■ What is expected ■
Look below for the line containing "[pin] kremlin tower -- one per line". Output it and each remaining line of the entries exactly, and nothing else.

+ + +

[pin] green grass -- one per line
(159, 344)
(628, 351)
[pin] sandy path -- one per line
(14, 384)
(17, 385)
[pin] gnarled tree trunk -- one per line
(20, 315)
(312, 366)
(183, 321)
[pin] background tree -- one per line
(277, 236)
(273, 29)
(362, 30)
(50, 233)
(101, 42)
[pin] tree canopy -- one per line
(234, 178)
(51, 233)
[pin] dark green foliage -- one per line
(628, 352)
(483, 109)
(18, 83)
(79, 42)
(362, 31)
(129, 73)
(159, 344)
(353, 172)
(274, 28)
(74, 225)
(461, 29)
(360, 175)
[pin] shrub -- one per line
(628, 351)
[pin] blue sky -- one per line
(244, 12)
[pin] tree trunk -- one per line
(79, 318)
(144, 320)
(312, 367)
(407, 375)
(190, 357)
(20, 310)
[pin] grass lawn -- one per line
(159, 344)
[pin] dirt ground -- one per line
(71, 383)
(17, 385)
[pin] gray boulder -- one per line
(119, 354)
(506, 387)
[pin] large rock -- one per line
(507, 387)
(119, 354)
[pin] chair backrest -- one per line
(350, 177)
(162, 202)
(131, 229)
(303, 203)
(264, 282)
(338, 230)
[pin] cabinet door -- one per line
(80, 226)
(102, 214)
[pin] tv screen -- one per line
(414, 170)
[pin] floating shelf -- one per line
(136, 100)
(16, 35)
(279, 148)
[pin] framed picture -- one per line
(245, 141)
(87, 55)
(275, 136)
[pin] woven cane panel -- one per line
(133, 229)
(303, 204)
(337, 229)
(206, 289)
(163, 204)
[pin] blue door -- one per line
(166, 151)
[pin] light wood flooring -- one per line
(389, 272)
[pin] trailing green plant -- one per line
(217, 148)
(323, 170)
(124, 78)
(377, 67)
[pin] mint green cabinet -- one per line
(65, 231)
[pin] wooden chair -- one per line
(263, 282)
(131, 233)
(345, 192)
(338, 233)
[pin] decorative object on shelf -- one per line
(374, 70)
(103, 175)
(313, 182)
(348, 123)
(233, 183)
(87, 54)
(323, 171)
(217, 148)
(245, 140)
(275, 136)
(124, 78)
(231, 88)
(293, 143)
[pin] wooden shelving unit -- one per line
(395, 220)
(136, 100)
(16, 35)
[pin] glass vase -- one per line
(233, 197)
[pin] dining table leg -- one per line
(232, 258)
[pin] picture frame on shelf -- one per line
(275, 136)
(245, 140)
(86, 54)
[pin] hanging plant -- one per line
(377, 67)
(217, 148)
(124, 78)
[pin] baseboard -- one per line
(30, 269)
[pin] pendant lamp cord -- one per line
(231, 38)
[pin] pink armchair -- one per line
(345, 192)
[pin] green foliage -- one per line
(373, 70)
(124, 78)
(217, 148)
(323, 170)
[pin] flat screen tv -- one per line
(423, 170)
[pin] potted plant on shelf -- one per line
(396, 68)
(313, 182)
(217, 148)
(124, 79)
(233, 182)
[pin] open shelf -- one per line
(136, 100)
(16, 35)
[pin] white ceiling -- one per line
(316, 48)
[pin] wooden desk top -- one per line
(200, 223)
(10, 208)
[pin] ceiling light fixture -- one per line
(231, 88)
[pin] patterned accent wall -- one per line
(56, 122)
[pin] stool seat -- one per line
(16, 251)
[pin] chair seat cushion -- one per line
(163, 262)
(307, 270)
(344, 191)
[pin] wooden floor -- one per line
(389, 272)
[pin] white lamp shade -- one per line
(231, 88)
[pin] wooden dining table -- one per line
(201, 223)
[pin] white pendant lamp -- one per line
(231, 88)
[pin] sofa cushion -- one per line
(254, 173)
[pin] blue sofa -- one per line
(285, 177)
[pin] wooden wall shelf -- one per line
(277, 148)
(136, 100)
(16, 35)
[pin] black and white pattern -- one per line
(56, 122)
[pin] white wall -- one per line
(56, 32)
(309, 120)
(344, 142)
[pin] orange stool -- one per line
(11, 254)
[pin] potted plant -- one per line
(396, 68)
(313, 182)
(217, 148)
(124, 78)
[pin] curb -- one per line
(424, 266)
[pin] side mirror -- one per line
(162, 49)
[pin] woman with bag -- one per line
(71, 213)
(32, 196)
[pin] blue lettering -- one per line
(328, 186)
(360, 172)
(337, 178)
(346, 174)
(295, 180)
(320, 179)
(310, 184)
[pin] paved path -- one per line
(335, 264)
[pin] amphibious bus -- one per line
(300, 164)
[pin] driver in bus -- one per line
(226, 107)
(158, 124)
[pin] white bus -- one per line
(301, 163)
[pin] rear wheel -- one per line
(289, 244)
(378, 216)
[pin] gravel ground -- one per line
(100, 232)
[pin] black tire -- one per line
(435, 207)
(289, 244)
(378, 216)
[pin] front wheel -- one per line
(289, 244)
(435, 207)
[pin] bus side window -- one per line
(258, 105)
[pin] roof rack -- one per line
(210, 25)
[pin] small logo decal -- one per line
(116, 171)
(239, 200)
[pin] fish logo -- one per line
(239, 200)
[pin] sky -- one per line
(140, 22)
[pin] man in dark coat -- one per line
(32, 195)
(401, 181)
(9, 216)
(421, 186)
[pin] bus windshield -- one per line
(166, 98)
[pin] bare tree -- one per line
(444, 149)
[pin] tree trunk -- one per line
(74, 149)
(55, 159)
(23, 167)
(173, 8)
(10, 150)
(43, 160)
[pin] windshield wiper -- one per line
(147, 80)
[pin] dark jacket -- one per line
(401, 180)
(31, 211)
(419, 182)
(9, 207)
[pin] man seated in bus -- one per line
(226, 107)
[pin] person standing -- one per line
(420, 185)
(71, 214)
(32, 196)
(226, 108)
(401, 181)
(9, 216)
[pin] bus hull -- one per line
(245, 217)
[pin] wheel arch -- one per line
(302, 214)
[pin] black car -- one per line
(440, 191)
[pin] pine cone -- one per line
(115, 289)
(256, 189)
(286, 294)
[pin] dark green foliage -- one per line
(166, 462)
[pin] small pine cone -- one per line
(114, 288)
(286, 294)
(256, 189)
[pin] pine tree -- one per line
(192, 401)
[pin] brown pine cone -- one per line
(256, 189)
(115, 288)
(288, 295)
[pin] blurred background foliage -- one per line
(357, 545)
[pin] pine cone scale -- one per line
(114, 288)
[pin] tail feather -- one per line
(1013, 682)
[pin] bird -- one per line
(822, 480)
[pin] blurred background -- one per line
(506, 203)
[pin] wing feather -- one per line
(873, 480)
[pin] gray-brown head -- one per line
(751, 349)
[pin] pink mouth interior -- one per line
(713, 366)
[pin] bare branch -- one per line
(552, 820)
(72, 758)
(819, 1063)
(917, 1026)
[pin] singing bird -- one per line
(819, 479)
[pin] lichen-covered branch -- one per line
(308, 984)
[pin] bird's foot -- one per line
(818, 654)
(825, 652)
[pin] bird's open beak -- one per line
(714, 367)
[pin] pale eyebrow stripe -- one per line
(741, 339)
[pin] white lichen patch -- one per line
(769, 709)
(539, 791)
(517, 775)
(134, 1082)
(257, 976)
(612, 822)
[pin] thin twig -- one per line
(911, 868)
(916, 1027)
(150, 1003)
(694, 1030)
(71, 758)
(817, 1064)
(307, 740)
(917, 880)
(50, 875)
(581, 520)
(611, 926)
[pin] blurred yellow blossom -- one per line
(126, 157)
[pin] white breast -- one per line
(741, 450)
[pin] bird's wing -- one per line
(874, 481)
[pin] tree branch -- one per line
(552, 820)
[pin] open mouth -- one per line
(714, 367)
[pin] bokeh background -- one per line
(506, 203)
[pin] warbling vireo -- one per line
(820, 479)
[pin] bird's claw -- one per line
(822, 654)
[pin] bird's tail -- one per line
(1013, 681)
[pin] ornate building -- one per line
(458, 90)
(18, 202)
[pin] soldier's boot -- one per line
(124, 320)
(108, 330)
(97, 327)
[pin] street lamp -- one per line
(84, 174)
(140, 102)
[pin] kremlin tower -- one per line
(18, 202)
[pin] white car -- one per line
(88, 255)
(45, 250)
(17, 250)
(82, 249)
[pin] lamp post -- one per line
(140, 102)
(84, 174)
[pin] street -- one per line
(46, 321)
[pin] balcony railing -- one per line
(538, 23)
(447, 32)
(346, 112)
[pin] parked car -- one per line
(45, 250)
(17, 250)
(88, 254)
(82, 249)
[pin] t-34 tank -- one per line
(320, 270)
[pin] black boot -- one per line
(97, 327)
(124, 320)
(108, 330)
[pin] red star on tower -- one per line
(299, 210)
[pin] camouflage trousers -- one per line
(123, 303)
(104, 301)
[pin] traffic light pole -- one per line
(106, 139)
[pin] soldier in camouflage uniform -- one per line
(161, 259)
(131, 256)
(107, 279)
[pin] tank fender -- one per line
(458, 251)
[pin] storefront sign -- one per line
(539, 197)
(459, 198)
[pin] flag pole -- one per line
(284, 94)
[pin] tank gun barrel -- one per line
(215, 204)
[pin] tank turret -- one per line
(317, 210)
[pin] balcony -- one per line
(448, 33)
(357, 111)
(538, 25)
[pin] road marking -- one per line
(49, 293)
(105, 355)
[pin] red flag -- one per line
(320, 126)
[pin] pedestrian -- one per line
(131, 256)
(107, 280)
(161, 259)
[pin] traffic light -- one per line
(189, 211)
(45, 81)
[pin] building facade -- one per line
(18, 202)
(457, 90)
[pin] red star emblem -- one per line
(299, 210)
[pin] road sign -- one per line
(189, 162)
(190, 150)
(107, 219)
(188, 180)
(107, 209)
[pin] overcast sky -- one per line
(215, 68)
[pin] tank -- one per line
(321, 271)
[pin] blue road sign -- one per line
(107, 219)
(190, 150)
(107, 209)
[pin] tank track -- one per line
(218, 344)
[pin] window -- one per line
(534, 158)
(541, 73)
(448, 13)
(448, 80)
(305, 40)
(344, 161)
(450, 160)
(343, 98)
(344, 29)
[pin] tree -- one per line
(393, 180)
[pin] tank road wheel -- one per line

+ + +

■ Answer below ■
[pin] kremlin tower -- one per line
(18, 202)
[pin] white car -- one per line
(88, 255)
(45, 250)
(17, 250)
(82, 249)
[pin] lamp post -- one per line
(140, 102)
(84, 174)
[pin] street -- one per line
(46, 321)
[pin] balcony railing -- one per line
(538, 23)
(447, 32)
(346, 112)
[pin] parked car -- one per line
(45, 250)
(17, 250)
(88, 254)
(82, 249)
[pin] t-34 tank -- one per line
(320, 270)
[pin] black boot -- one per line
(97, 327)
(124, 320)
(108, 330)
[pin] red star on tower -- one per line
(299, 210)
[pin] camouflage trousers -- one per line
(123, 303)
(104, 301)
[pin] traffic light pole -- one per line
(106, 139)
[pin] soldier in camouflage uniform -- one per line
(161, 259)
(131, 256)
(107, 279)
[pin] tank fender -- one per line
(458, 251)
[pin] storefront sign -- one per line
(539, 197)
(459, 198)
[pin] flag pole -- one per line
(284, 94)
[pin] tank gun barrel -- one per line
(215, 204)
[pin] tank turret -- one per line
(317, 210)
[pin] balcony -- one per line
(448, 33)
(357, 111)
(538, 25)
[pin] road marking -- one per line
(49, 293)
(105, 355)
[pin] red flag -- one per line
(320, 126)
[pin] pedestrian -- one per line
(131, 256)
(107, 280)
(161, 259)
[pin] traffic light -- one per line
(189, 211)
(45, 81)
[pin] building facade -- one per line
(18, 202)
(457, 90)
[pin] red star emblem -- one per line
(299, 210)
[pin] road sign -- one per line
(189, 162)
(190, 150)
(107, 219)
(188, 180)
(107, 209)
[pin] overcast sky -- one per line
(215, 68)
[pin] tank -- one per line
(321, 271)
[pin] blue road sign -- one per line
(107, 219)
(190, 150)
(107, 209)
[pin] tank track -- one per line
(218, 344)
[pin] window -- one per line
(534, 158)
(541, 73)
(448, 13)
(448, 80)
(305, 40)
(344, 161)
(450, 160)
(343, 98)
(344, 29)
[pin] tree -- one per line
(393, 180)
[pin] tank road wheel -- one per line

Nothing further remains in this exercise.